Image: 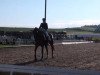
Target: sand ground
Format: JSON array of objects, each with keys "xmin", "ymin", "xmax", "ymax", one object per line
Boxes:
[{"xmin": 0, "ymin": 43, "xmax": 100, "ymax": 71}]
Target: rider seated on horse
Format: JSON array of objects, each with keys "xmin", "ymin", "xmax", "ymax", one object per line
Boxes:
[{"xmin": 39, "ymin": 18, "xmax": 50, "ymax": 40}]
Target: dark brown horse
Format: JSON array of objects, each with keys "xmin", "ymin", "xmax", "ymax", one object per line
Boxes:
[{"xmin": 33, "ymin": 28, "xmax": 54, "ymax": 60}]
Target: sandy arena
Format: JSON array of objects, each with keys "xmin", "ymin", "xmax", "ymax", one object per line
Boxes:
[{"xmin": 0, "ymin": 43, "xmax": 100, "ymax": 71}]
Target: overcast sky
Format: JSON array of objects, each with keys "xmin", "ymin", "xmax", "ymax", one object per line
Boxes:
[{"xmin": 0, "ymin": 0, "xmax": 100, "ymax": 28}]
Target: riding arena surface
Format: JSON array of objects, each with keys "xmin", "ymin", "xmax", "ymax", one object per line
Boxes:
[{"xmin": 0, "ymin": 43, "xmax": 100, "ymax": 71}]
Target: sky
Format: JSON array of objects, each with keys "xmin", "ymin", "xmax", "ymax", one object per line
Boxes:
[{"xmin": 0, "ymin": 0, "xmax": 100, "ymax": 28}]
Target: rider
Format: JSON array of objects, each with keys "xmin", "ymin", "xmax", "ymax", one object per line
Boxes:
[{"xmin": 39, "ymin": 18, "xmax": 50, "ymax": 40}]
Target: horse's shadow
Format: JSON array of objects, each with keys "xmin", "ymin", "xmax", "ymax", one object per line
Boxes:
[{"xmin": 13, "ymin": 58, "xmax": 47, "ymax": 65}]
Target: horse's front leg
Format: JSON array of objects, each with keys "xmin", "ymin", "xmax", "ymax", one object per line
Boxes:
[{"xmin": 34, "ymin": 46, "xmax": 38, "ymax": 61}]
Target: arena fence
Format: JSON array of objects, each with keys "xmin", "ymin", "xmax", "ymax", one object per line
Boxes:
[{"xmin": 0, "ymin": 64, "xmax": 100, "ymax": 75}]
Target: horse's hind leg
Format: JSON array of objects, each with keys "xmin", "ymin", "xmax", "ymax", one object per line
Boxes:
[
  {"xmin": 34, "ymin": 46, "xmax": 38, "ymax": 61},
  {"xmin": 41, "ymin": 46, "xmax": 44, "ymax": 60},
  {"xmin": 45, "ymin": 45, "xmax": 48, "ymax": 58}
]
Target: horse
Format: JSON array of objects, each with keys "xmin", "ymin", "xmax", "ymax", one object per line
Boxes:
[{"xmin": 33, "ymin": 27, "xmax": 54, "ymax": 61}]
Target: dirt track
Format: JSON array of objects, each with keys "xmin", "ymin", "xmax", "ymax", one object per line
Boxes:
[{"xmin": 0, "ymin": 43, "xmax": 100, "ymax": 71}]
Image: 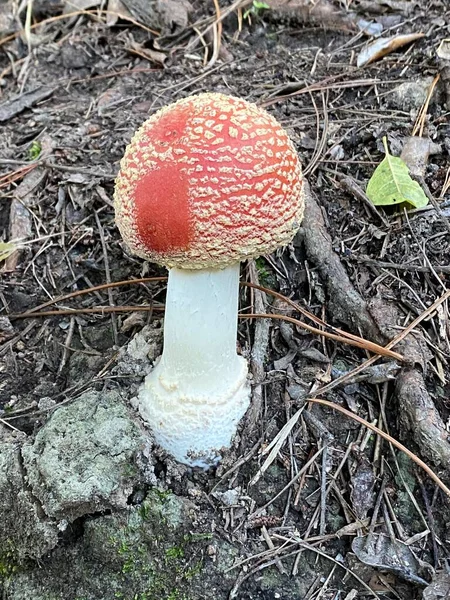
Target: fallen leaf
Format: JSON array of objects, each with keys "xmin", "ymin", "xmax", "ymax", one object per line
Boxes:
[
  {"xmin": 350, "ymin": 460, "xmax": 375, "ymax": 520},
  {"xmin": 356, "ymin": 33, "xmax": 425, "ymax": 67},
  {"xmin": 127, "ymin": 42, "xmax": 167, "ymax": 65},
  {"xmin": 400, "ymin": 135, "xmax": 431, "ymax": 177},
  {"xmin": 423, "ymin": 573, "xmax": 450, "ymax": 600},
  {"xmin": 366, "ymin": 138, "xmax": 428, "ymax": 208}
]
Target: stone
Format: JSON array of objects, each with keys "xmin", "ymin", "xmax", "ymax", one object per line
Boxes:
[
  {"xmin": 22, "ymin": 391, "xmax": 146, "ymax": 521},
  {"xmin": 0, "ymin": 427, "xmax": 58, "ymax": 564}
]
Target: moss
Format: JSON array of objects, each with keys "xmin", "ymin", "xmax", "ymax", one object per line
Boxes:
[
  {"xmin": 105, "ymin": 489, "xmax": 204, "ymax": 600},
  {"xmin": 0, "ymin": 539, "xmax": 19, "ymax": 584}
]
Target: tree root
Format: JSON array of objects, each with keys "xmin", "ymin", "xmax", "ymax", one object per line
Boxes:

## WHAT NEEDS TO BE DONE
Rewrite all the rows above, replacing "Target" with "Label" and leaving every other character unchanged. Omit the pictures from your answer.

## TASK SOLUTION
Image: 
Label: sand ground
Format: JSON array of objects, each with keys "xmin", "ymin", "xmax", "ymax", one object per line
Boxes:
[{"xmin": 0, "ymin": 43, "xmax": 100, "ymax": 71}]
Label: rider seated on horse
Format: JSON array of objects, each with keys "xmin", "ymin", "xmax", "ymax", one object per line
Boxes:
[{"xmin": 39, "ymin": 18, "xmax": 50, "ymax": 40}]
Label: dark brown horse
Format: JSON array of objects, each with keys "xmin", "ymin", "xmax", "ymax", one object per line
Boxes:
[{"xmin": 33, "ymin": 28, "xmax": 54, "ymax": 60}]
Label: sandy arena
Format: JSON array of objects, each with keys "xmin", "ymin", "xmax", "ymax", one object per line
Boxes:
[{"xmin": 0, "ymin": 43, "xmax": 100, "ymax": 71}]
Label: overcast sky
Format: JSON array of objects, each with keys "xmin", "ymin", "xmax", "ymax", one object per line
Boxes:
[{"xmin": 0, "ymin": 0, "xmax": 100, "ymax": 28}]
Label: riding arena surface
Format: JSON array of objects, each with keys "xmin", "ymin", "xmax", "ymax", one object per line
Boxes:
[{"xmin": 0, "ymin": 43, "xmax": 100, "ymax": 71}]
Label: sky
Format: JSON array of objects, each with keys "xmin", "ymin", "xmax", "ymax", one object per line
Boxes:
[{"xmin": 0, "ymin": 0, "xmax": 100, "ymax": 28}]
Label: rider
Format: JSON array of objects, each with keys "xmin", "ymin", "xmax", "ymax", one object per line
Boxes:
[{"xmin": 39, "ymin": 18, "xmax": 50, "ymax": 40}]
Label: horse's shadow
Format: JSON array of objects, each with keys "xmin", "ymin", "xmax", "ymax", one object per line
Boxes:
[{"xmin": 13, "ymin": 58, "xmax": 47, "ymax": 65}]
Label: horse's front leg
Format: JSON array of objects, each with keys "xmin", "ymin", "xmax", "ymax", one object per line
Boxes:
[{"xmin": 34, "ymin": 46, "xmax": 38, "ymax": 61}]
Label: arena fence
Format: JSON array of objects, each with keys "xmin", "ymin", "xmax", "ymax", one object per line
Boxes:
[{"xmin": 0, "ymin": 64, "xmax": 100, "ymax": 75}]
Label: horse's hind leg
Format: JSON array of objects, each with keys "xmin", "ymin", "xmax", "ymax", one object per line
Boxes:
[
  {"xmin": 34, "ymin": 46, "xmax": 38, "ymax": 61},
  {"xmin": 41, "ymin": 46, "xmax": 44, "ymax": 60},
  {"xmin": 45, "ymin": 45, "xmax": 48, "ymax": 58}
]
Label: horse
Format: JSON array of objects, each with keys "xmin", "ymin", "xmax", "ymax", one object per line
Boxes:
[{"xmin": 33, "ymin": 27, "xmax": 54, "ymax": 61}]
Label: dirt track
Format: JSON array of objects, each with keys "xmin", "ymin", "xmax", "ymax", one object per line
Boxes:
[{"xmin": 0, "ymin": 43, "xmax": 100, "ymax": 71}]
Image: 
Label: fallen leaf
Format: JSON array of objects, each with keys "xmin", "ymin", "xmax", "ymax", one object per line
Boxes:
[
  {"xmin": 350, "ymin": 460, "xmax": 375, "ymax": 520},
  {"xmin": 356, "ymin": 33, "xmax": 425, "ymax": 67},
  {"xmin": 127, "ymin": 42, "xmax": 167, "ymax": 65},
  {"xmin": 400, "ymin": 135, "xmax": 431, "ymax": 177},
  {"xmin": 423, "ymin": 573, "xmax": 450, "ymax": 600},
  {"xmin": 366, "ymin": 138, "xmax": 428, "ymax": 208}
]
Label: stone
Format: JSON array of objects, each with keys "xmin", "ymin", "xmax", "ymax", one object per line
Boxes:
[
  {"xmin": 22, "ymin": 391, "xmax": 146, "ymax": 521},
  {"xmin": 0, "ymin": 427, "xmax": 58, "ymax": 564}
]
Label: moss
Format: JSON array of objects, each with keys "xmin", "ymin", "xmax", "ymax", one object per line
Boxes:
[
  {"xmin": 105, "ymin": 489, "xmax": 204, "ymax": 600},
  {"xmin": 0, "ymin": 539, "xmax": 19, "ymax": 584}
]
Label: tree root
Format: JSON array of objects, each with keys "xmin", "ymin", "xmax", "ymax", one object per line
Boxes:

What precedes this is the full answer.